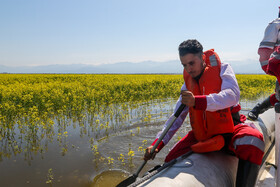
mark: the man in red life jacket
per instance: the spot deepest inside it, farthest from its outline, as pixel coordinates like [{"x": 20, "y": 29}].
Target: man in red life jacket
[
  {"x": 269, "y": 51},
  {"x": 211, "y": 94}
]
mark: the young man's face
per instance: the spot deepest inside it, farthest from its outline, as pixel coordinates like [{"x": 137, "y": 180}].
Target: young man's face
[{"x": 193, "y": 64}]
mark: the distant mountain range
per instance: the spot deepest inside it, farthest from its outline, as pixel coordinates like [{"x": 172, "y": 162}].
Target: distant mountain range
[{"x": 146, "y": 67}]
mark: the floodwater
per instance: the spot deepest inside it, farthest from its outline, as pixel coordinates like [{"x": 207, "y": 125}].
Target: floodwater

_____

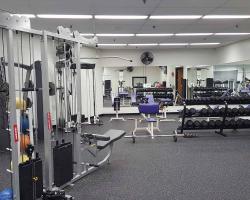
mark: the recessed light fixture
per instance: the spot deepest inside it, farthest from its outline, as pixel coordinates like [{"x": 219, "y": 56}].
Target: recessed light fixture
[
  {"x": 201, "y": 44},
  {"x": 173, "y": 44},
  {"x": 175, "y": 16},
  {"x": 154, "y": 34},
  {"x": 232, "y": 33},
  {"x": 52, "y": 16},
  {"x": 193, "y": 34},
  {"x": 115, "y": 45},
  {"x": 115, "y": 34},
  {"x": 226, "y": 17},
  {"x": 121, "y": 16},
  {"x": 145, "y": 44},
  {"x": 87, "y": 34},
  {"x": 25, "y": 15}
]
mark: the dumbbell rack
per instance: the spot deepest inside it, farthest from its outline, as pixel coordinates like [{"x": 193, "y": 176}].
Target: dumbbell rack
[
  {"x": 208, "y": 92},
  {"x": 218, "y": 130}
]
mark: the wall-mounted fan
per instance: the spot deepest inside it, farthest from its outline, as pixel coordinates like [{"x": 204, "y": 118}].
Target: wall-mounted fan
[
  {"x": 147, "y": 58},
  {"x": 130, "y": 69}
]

_____

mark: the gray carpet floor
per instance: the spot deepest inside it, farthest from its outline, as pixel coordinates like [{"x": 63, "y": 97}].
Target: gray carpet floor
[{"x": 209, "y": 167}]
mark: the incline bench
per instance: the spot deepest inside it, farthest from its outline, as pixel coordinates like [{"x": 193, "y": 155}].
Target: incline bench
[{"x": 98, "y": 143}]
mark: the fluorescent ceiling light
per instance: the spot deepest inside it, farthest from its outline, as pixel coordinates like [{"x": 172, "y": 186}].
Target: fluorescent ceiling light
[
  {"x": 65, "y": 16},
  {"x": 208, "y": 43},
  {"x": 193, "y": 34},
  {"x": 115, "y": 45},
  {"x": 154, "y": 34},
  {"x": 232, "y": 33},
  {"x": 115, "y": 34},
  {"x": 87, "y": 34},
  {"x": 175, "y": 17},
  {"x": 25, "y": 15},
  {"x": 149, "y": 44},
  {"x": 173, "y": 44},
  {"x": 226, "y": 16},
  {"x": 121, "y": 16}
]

_____

● Set problem: Write out, word for word, the lines starting at the one containing "mark: the floodwater" and ending at the one containing "Target: floodwater", with both of those lines included.

● Response to this exercise:
mark: the floodwater
per instance: the spot deepest inside it, farthest from its outline, as pixel coordinates like [{"x": 207, "y": 125}].
Target: floodwater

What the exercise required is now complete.